[YOUR OBJECTIVE]
Would you repeat exactly the part of the listing below that runs from the line containing "Practice. Place a marker on each instance of the tv" down to the line containing "x=110 y=181", inclusive, and nothing else?

***

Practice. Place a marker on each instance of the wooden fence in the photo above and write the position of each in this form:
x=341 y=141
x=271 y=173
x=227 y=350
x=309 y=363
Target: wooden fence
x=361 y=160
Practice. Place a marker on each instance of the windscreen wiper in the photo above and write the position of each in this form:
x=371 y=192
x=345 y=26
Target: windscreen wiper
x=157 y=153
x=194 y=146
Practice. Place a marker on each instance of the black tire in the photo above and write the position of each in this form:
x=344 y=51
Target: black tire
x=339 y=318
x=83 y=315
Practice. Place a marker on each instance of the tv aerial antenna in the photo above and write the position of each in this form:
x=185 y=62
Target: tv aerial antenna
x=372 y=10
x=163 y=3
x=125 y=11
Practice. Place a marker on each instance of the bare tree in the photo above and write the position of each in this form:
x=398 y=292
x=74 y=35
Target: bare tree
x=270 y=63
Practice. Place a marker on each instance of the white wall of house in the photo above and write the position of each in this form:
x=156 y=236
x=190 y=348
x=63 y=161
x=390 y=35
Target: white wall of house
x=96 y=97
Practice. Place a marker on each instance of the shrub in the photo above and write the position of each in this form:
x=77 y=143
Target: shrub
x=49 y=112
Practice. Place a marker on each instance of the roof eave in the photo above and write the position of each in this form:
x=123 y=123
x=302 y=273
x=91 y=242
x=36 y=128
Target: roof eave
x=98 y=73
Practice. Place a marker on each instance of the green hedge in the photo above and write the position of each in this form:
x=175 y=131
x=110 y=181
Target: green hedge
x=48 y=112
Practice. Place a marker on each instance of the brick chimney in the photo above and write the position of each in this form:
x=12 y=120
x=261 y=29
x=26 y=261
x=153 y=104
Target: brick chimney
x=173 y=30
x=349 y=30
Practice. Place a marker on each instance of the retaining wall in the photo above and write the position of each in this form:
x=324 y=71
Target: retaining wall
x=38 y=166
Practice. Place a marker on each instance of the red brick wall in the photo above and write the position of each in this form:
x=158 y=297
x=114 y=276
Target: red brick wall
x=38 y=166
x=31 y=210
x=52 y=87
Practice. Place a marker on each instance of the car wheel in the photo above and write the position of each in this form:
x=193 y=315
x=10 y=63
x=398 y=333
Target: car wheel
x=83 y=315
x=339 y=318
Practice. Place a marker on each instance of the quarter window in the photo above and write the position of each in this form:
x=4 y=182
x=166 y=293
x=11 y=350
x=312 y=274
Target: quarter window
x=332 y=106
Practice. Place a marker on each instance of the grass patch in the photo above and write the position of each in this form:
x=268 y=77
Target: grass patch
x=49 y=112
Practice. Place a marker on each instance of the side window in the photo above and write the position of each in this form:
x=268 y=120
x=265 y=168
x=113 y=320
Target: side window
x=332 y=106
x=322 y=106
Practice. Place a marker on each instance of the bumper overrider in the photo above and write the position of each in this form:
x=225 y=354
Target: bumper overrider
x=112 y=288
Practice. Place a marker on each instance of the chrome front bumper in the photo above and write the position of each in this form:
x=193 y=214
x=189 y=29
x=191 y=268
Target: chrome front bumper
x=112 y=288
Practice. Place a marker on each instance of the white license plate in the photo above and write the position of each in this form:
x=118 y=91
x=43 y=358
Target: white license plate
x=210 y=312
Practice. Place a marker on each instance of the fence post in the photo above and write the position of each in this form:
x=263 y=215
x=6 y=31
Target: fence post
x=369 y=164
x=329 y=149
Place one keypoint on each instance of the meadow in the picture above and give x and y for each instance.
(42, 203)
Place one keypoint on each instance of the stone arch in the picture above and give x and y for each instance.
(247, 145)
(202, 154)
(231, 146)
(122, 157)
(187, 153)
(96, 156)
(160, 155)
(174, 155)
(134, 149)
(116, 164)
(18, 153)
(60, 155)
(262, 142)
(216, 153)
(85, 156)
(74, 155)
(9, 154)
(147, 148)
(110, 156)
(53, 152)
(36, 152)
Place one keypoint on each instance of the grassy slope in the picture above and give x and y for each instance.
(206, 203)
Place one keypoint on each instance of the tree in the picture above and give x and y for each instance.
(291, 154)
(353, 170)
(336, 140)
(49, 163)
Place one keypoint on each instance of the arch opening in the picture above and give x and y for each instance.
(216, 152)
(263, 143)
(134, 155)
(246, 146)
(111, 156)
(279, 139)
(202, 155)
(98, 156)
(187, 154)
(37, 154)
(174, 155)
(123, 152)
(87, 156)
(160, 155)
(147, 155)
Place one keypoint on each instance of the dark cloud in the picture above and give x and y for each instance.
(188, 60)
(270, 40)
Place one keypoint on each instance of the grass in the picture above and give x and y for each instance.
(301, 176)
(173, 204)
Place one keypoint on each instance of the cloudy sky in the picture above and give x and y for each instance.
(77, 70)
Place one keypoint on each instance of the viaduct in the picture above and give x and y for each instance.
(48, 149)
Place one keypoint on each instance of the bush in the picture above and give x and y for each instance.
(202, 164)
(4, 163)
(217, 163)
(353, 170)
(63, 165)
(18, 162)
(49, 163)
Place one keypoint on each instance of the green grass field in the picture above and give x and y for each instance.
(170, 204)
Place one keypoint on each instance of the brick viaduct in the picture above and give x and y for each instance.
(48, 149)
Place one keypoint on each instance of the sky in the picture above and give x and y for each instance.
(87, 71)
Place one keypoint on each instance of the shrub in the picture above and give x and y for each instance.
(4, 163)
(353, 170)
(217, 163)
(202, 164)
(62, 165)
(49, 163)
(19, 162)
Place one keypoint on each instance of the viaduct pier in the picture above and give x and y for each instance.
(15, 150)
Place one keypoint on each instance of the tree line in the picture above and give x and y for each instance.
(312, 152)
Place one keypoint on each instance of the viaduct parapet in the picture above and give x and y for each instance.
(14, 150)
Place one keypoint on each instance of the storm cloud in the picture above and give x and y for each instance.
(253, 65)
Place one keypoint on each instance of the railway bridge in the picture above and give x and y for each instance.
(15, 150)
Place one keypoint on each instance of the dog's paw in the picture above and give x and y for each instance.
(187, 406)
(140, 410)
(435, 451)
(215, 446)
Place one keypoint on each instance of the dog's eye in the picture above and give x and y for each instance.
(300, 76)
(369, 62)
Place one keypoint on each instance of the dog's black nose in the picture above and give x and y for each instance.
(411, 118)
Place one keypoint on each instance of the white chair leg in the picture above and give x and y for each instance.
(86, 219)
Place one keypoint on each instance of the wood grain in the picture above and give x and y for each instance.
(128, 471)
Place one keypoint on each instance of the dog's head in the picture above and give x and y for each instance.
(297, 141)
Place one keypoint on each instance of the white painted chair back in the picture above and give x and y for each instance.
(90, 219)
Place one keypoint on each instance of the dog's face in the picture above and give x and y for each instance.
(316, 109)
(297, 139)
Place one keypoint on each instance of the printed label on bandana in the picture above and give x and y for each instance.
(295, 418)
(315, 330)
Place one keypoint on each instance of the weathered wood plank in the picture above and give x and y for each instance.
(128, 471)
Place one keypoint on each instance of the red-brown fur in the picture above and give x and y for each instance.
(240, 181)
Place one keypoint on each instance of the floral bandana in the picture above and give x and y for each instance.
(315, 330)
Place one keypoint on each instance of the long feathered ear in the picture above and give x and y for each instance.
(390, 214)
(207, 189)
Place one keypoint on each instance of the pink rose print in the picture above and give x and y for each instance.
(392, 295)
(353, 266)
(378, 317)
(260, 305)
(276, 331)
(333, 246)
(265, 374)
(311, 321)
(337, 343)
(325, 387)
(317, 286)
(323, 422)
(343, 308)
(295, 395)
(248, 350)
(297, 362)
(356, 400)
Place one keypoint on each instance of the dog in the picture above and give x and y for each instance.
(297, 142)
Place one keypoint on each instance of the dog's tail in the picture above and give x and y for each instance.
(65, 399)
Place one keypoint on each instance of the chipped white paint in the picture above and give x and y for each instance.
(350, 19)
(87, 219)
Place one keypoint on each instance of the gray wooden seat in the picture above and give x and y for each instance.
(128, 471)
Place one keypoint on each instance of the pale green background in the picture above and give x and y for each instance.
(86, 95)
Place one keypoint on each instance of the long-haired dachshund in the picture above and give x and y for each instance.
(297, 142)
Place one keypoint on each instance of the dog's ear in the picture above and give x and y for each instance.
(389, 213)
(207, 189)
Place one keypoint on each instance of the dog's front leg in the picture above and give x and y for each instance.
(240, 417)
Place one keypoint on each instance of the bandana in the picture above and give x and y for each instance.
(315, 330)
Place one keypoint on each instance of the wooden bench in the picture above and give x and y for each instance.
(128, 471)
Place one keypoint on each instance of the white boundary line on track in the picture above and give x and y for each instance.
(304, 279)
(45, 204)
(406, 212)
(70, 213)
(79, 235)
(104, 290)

***

[EXERCISE SOLUTION]
Practice. Place a marker on each instance of the tv aerial antenna in the photo above and write the position of each in this form:
x=185 y=62
Target: tv aerial antenna
x=372 y=10
x=163 y=3
x=125 y=11
Practice. Place a marker on each instance of the bare tree in the photo above and write the position of each in this form:
x=398 y=292
x=74 y=35
Target: bare tree
x=270 y=63
Practice. Place a marker on each instance of the white wall of house in the photo above and write the position of each in this form:
x=156 y=236
x=190 y=348
x=63 y=161
x=390 y=35
Target: white wall of house
x=96 y=97
Practice. Place a marker on each instance of the shrub in the photo above and write the position of each in this form:
x=77 y=143
Target: shrub
x=49 y=112
Practice. Place a marker on each instance of the roof eave in the photo above and write the position of each in this form:
x=123 y=123
x=302 y=273
x=91 y=242
x=36 y=128
Target: roof eave
x=98 y=73
Practice. Place a marker on each instance of the green hedge in the photo above and write the position of each in this form:
x=175 y=131
x=110 y=181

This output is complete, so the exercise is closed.